_Work instructions_
Could you copy out the journal post below, word for word and in full?

_Text provided_
================

Apr. 29th, 2002

Lazing...

Apr. 29th, 2002 09:30 am
alexpgp: (Default)
Izzat a word?

I managed to slip out of the MCC around 7:45 pm last night, having dotted all the i's and crossed all the t's. Alex K. is off today, replaced by Mike T. in the early shift.

I got up at around 8 and sat down to edit the piece Lev assigned me for this morning.

The subject has to do with installing panels on the FGB to create storage lockers. I found it a particularly difficult piece to do, since I was forced to visualize the manipulation of hardware I'd never seen inside of an area I'd never seen.

Descriptions of physical manipulations, I've found, are typically difficult to follow because the people writing the descriptions rarely take the trouble to review the text from the point of view of someone who's never seen the setup.

I first ran into this phenomenon back in college when I "studied" close-up magic. Most descriptions of, say, card tricks, were useless; you had to see what was happening to understand it. (I've been told roughly the same thing by medical students: descriptions of surgical procedures are often confusing, unless you already have some familiarity with what is going on.)

Fortunately, there was only a limited scope of things going on in the text of the document I translated. Most of it had to do with unscrewing fasteners, installing the paneling, and replacing the screws. Still, it took a while to edit.

* * *
For some reason, the DSL connection in Colorado quietly expires after a while even though the router is set to keep the connection alive. I woke Drew up this morning to go "connect" our home network so I could check mail and do some housekeeping.

I have to make sure I call him at the store during the day to have him send me the UPS data for our monthly report. If I have the time, I'll work on a Perl script that will transform that sow's ear of a data file into a silk purse of a mail-ready report.

Time is a-wastin'. I should probably pull on some clothes and walk over to the McDonald's on Telephone Road for a quick breakfast (there is nothing to eat in the house). And I should do that before the breakfast menu is retired for the day.

Cheers...
alexpgp: (Default)
I've mentioned Eric Flint in my journal on previous occasions, but it turns out he is the "Librarian" of something that Jim Baen (the force behind Baen Books) set up called a "Free Library."

================

_Record extracts_

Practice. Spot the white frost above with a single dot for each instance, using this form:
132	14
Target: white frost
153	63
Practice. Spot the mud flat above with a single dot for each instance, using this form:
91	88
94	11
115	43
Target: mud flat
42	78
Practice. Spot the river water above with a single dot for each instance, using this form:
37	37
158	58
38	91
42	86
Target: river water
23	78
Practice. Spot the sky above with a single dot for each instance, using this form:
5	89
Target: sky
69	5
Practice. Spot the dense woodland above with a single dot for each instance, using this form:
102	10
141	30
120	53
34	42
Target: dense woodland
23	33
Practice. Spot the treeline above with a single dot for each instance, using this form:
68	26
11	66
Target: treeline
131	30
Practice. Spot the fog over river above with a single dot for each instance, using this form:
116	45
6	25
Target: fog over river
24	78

================

_Solution to this task_
Apr. 29th, 2002

Lazing...

Apr. 29th, 2002 09:30 am
alexpgp: (Default)
Izzat a word?

I managed to slip out of the MCC around 7:45 pm last night, having dotted all the i's and crossed all the t's. Alex K. is off today, replaced by Mike T. in the early shift.

I got up at around 8 and sat down to edit the piece Lev assigned me for this morning.

The subject has to do with installing panels on the FGB to create storage lockers. I found it a particularly difficult piece to do, since I was forced to visualize the manipulation of hardware I'd never seen inside of an area I'd never seen.

Descriptions of physical manipulations, I've found, are typically difficult to follow because the people writing the descriptions rarely take the trouble to review the text from the point of view of someone who's never seen the setup.

I first ran into this phenomenon back in college when I "studied" close-up magic. Most descriptions of, say, card tricks, were useless; you had to see what was happening to understand it. (I've been told roughly the same thing by medical students: descriptions of surgical procedures are often confusing, unless you already have some familiarity with what is going on.)

Fortunately, there was only a limited scope of things going on in the text of the document I translated. Most of it had to do with unscrewing fasteners, installing the paneling, and replacing the screws. Still, it took a while to edit.

* * *
For some reason, the DSL connection in Colorado quietly expires after a while even though the router is set to keep the connection alive. I woke Drew up this morning to go "connect" our home network so I could check mail and do some housekeeping.

I have to make sure I call him at the store during the day to have him send me the UPS data for our monthly report. If I have the time, I'll work on a Perl script that will transform that sow's ear of a data file into a silk purse of a mail-ready report.

Time is a-wastin'. I should probably pull on some clothes and walk over to the McDonald's on Telephone Road for a quick breakfast (there is nothing to eat in the house). And I should do that before the breakfast menu is retired for the day.

Cheers...
alexpgp: (Default)
I've mentioned Eric Flint in my journal on previous occasions, but it turns out he is the "Librarian" of something that Jim Baen (the force behind Baen Books) set up called a "Free Library."